■ **WHAT TO WORK ON**
Copy only the lines between the one containing "Where can you spot the bowl interior?" and the end of the records, both included, leaving out pictures.

** START OF STORED DATA **

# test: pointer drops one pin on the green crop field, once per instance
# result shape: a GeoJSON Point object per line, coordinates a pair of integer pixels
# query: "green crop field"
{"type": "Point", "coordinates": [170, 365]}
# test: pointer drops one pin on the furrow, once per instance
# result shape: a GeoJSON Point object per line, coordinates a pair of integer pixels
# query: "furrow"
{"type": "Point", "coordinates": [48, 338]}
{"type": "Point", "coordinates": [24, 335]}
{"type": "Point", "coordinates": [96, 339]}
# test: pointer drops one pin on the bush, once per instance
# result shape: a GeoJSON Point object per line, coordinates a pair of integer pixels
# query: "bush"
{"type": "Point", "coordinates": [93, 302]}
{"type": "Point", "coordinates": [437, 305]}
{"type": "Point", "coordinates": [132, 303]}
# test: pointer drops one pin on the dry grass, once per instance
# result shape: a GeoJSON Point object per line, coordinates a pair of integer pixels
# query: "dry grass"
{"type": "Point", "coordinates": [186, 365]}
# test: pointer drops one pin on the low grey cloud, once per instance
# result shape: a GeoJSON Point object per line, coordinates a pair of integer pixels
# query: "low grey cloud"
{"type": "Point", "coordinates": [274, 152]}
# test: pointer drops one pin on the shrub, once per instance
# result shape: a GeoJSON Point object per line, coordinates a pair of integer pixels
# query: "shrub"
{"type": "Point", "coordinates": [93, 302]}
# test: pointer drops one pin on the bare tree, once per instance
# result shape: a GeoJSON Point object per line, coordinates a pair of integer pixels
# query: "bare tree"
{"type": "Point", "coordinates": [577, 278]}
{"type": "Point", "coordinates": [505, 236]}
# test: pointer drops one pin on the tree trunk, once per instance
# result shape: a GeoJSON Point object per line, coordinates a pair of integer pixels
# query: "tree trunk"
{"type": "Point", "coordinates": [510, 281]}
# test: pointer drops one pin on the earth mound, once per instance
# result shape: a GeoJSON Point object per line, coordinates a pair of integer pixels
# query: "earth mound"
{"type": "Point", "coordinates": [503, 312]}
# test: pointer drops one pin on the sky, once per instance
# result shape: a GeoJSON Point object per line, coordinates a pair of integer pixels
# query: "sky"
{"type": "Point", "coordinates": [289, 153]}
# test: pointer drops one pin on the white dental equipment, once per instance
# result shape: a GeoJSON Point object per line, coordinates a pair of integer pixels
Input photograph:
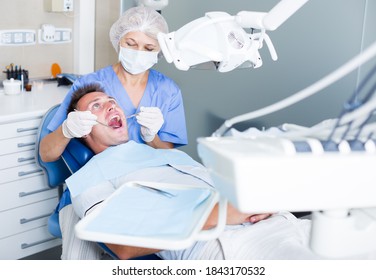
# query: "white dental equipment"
{"type": "Point", "coordinates": [219, 41]}
{"type": "Point", "coordinates": [268, 173]}
{"type": "Point", "coordinates": [337, 185]}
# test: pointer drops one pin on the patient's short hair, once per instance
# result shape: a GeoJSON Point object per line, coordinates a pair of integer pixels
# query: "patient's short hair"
{"type": "Point", "coordinates": [80, 92]}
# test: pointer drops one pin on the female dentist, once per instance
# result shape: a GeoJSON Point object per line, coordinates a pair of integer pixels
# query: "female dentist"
{"type": "Point", "coordinates": [154, 98]}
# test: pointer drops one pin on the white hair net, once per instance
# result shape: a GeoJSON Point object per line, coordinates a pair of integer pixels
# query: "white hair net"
{"type": "Point", "coordinates": [140, 18]}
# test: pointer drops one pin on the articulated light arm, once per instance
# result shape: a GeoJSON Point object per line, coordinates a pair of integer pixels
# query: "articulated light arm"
{"type": "Point", "coordinates": [218, 40]}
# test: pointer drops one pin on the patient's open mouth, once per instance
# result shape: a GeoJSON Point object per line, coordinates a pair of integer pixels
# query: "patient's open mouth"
{"type": "Point", "coordinates": [115, 122]}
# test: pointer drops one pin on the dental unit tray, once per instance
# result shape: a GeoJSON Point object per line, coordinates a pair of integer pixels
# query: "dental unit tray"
{"type": "Point", "coordinates": [150, 215]}
{"type": "Point", "coordinates": [267, 174]}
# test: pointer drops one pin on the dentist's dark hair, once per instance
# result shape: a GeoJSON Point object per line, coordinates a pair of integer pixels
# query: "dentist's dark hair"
{"type": "Point", "coordinates": [82, 91]}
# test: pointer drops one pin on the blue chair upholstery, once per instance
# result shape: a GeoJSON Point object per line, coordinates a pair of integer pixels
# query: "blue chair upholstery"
{"type": "Point", "coordinates": [75, 155]}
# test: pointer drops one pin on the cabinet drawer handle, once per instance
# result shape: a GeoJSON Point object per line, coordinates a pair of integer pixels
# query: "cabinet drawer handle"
{"type": "Point", "coordinates": [25, 221]}
{"type": "Point", "coordinates": [23, 194]}
{"type": "Point", "coordinates": [25, 159]}
{"type": "Point", "coordinates": [28, 245]}
{"type": "Point", "coordinates": [20, 145]}
{"type": "Point", "coordinates": [26, 129]}
{"type": "Point", "coordinates": [24, 173]}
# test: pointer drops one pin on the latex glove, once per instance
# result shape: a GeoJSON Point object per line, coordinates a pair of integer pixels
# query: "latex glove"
{"type": "Point", "coordinates": [78, 124]}
{"type": "Point", "coordinates": [151, 121]}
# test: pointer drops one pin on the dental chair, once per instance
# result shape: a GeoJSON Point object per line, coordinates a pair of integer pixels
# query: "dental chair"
{"type": "Point", "coordinates": [73, 158]}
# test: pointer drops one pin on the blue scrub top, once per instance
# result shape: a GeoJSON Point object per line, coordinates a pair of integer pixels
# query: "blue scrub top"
{"type": "Point", "coordinates": [161, 92]}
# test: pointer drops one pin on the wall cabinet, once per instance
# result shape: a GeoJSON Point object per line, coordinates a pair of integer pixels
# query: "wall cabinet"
{"type": "Point", "coordinates": [26, 201]}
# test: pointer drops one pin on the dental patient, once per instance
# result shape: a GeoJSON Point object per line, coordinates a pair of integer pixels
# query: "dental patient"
{"type": "Point", "coordinates": [117, 161]}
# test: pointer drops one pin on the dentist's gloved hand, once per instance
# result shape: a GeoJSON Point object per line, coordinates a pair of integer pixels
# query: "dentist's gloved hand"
{"type": "Point", "coordinates": [78, 124]}
{"type": "Point", "coordinates": [151, 121]}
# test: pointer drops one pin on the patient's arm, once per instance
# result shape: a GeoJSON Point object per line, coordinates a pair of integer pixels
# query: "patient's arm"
{"type": "Point", "coordinates": [129, 252]}
{"type": "Point", "coordinates": [53, 145]}
{"type": "Point", "coordinates": [234, 217]}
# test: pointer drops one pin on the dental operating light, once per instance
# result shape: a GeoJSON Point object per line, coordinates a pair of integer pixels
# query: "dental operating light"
{"type": "Point", "coordinates": [219, 41]}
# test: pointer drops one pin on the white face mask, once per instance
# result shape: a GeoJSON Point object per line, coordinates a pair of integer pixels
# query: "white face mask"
{"type": "Point", "coordinates": [136, 62]}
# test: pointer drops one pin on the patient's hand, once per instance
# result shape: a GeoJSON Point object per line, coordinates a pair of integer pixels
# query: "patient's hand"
{"type": "Point", "coordinates": [259, 217]}
{"type": "Point", "coordinates": [234, 217]}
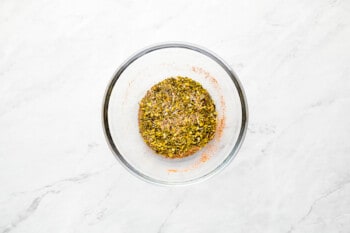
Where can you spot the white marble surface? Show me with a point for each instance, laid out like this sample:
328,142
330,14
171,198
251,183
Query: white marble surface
58,175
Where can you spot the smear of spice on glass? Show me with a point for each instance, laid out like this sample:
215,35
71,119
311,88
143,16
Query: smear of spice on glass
177,117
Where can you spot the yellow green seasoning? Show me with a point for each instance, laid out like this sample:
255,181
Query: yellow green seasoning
177,117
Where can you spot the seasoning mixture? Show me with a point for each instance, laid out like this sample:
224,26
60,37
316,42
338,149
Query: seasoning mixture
177,117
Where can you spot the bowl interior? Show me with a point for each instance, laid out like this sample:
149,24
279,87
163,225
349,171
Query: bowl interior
131,83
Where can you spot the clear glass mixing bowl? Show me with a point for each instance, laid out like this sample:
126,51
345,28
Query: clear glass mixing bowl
150,66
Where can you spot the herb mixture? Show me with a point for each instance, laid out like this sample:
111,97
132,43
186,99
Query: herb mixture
177,117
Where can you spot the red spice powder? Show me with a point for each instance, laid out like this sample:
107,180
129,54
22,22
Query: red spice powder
211,148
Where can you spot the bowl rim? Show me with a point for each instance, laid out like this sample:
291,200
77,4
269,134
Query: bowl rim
196,48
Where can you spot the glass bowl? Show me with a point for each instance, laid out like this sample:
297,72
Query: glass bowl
150,66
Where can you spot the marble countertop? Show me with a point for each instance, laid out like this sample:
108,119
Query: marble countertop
58,175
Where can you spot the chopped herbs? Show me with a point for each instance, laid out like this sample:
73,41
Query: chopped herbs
177,117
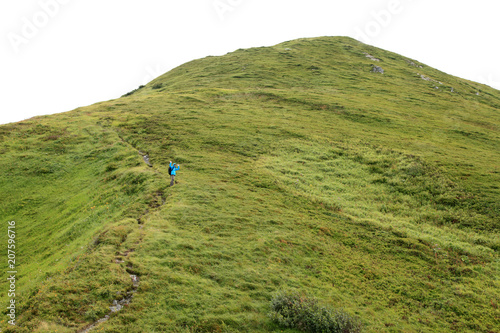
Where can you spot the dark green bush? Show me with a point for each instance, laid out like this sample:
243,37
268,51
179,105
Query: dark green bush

** END OF STORED DATA **

■ **SOLUTION TO THE PROBLEM**
Where can you spot the bowl interior? Show me with a point for each instance, laid out like this sample:
149,24
279,87
163,225
349,171
Query: bowl interior
131,83
Where can you spot the clear glass mixing bowl? Show me with a point for each instance, laid out like this sample:
126,51
345,28
Query: clear glass mixing bowl
150,66
Where can you spot the herb mixture? Show me with a point for each instance, laid out like this sample:
111,97
132,43
186,99
Query: herb mixture
177,117
Where can you spot the red spice powder? Show me with a point for each instance, laid out like this sample:
107,180
129,54
22,22
Query: red spice powder
211,148
Where can you spot the bowl rim? Show me with a point for each instance, laid out like this sample:
291,200
77,4
269,134
Query: bowl rim
196,48
Where can you spot the glass bowl? Show me with a point for each instance, laid out like this sample:
297,72
Query: glass bowl
150,66
Where can you spot the marble countertop? Show me with a point for each instance, laid out like this sample:
108,119
Query: marble countertop
58,175
Where can you spot the chopped herbs? Show me with a point for each instance, laid out like this sample:
73,41
Query: chopped herbs
177,117
Where can you spot the dark green bush? Show me with a point for each instance, laid out like this sample:
243,37
268,51
179,105
Query: dark green bush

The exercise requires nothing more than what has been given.